Source passage:
The Who, What, Where, When and How of Sailing An 11’ 11” Open Boat Through Tierra del Fuego

Who-  Me



What-  An 11’ 11” modified SCAMP sailboat



Where- South on the Strait of Magellan from Punta Arenas to explore the remote Southwest Islands of Tierra del Fuego


When-  2016

How- This blog addresses the how beginning with fulfilling dreams and on to the inception of the idea, the overall plan, the strategy, the challenges, the boat build and modifications, self reliance, safety, provisioning, the scouting trip, sea trials, shipping, the documentary film, arrival of the boat and departure.

Background
For a number of years my wanderlust filled mind has had me aboard a small open boat sailing north from Goose bay to coastal cruise Labrador, cross the Hudson Strait to Baffin Island before crossing the Arctic Sea at the Davis Strait from Cape Dyer to Sisimut Greenland before heading north to explore Disko Bay. From there I planned to return to Sisimut and either ship my boat home, ship it on to Denmark or cover it to winter over before returning to my working life in the Pacific. This dream like cruising dreams I have had before became a sort of a pleasurable obsession. I love maps and charts and soon found myself digging deeper and deeper into the reality that has to be the foundation of any worthy exploit by small boat.

I employ a specific strategy when I sail and voyage small and this strategy would again be applied to Greenland should I have elected to go.

For some places and conditions, I believe the very smallest of boats are better suited than larger boats because:
      Small boats can be man handled afloat, onto shore and once on shore by one person. The shore piece is important to me as I am quite fascinated by sailing and exploring near shore and making moderate distance crossings rather than long distance open water passages. I do like long distance open water passage making but it is down my list of sailing preferences. Near shore offers many natural wonders and interesting topography up close and personal yet near shore is potentially far more dangerous to sailors than open water.

The 3rd's Equation
      If properly designed small boats can come close to fulfilling or matching what I think of as the 3rd’s equation. This translates to a boat where the hull weight, sailors weight and sail area make up somewhat equal thirds of course acknowledging that the three elements are different. Dinghies and sailing canoes do this quite well. In other words employing the 3rd's equation means I can sail my boat kinetically out muscling the hull weight and when needed over powering or managing the sail area to a much greater degree than a solo sailor on a large hull, large sail area boat. 

The kinetic piece of this is important to me and throughout a life afloat I have refined my sailing technique into a sort of full body mode constantly often standing, shifting my weight, using body parts other than my hands to steer (take a look at videos of small  boat racing sailors). I steer small boats with feet, arms, torso, the small of my back, inside of my thighs, outside of my legs, in short I attempt to wear a small boat and when on hard chance can muscle it to tame and control it.
      
      The 3rd's Equation In Simplest Form- Sylph

      Small boats make for great solo sailing if thoughtfully set up. Above is a photo of my voyaging canoe Sylph.

      Other Advantages of Sailing Small
      Small boats cost less and are less costly to maintain. 
      
      I can sail in places far from home at a fraction of the cost of either sailing there taking weeks or months or having to charter. I can hook up a trailer or strap a boat on my car and off I go. In the case of the voyage you are reading about here I added the complication of shipping and have done so before with other boats but none before have been quite this complicated.

Working data:
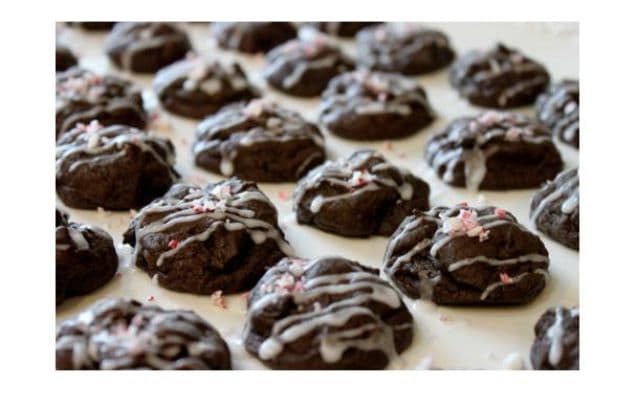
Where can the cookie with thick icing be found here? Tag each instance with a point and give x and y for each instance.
(555, 208)
(341, 29)
(558, 108)
(123, 334)
(259, 141)
(252, 37)
(64, 58)
(407, 48)
(304, 66)
(556, 343)
(466, 256)
(146, 47)
(326, 313)
(364, 105)
(82, 96)
(360, 196)
(201, 240)
(85, 258)
(499, 77)
(114, 167)
(494, 151)
(197, 87)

Instruction A: Identify every line of the records that contains the string "found" and copy each of those lines. Case counts.
Instruction B: Continue the blog post about small-boat sailing in Tierra del Fuego from the point where it stops.

Written reply A:
Where can the cookie with thick icing be found here? Tag each instance with a point and give x and y for each instance.

Written reply B:
      When I am in a foreign country or any where for that matter I can be free from my small boat for long periods of time without much worry. Easy to lock up and looking like a possible poor mans yacht my boats have almost always been left alone. I can tuck them under a pier, hide them just outside of populated areas, etc. I have cruised large boats and have lived in a few different exotic cruise destinations and one of the biggest issues for big boat sailors is security and being free enough to travel around or go back home.

      If something breaks down on a small boat its likely easy to repair or replace as opposed to more than a few nightmare big boat scenarios I have witnessed first hand in numerous places around the world. It has oft been said that many cruising yachts sail from port to port in order to make repairs. I know this isn’t always true but it sure seems a common theme.
 
      For me sailing small is more immediate and in a sense more satisfying. I happen to be happiest the closer I am to the magical water/air interface feeling every movement of the boat.

Comfort is another question that may tip either way in favor of small or in favor of large. There are defined comfort levels at both ends of the spectrum depending on how you see it. I have slept and lived on both large and small boats. If the design is right little pocket yachts can be very comfortable if your not too interested in throwing stand up cocktail parties aboard. Well this said I believe my new boat could host four for a yachting gam!
S
S    Small boats are easiest to store when not in use and simple to launch and retrieve. 

Self rescue is often much easier on a small boat. I practice self reliance and personal responsibility for my actions and do not believe in putting others such as the coast guard, marine police or other sailors in harms way.


Back to Greenland:

If it was a winter over I thought to return a season later to sail further or to retrace my course back to Baffin Island and south to my original launch point of Goose Bay Labrador. This sweet dream occupied my mind for so many hours over about five years that often found me airborne between the US mainland, Japan, the Philippines, China and Micronesia. These flights sometimes of 14 hour duration were fodder for dreams of places I’d like to sail and explore on foot while I still had it in me and with the physical abilities possessed by younger men. Greenland was it and if all failed then I had a long list of places I had yet to explore.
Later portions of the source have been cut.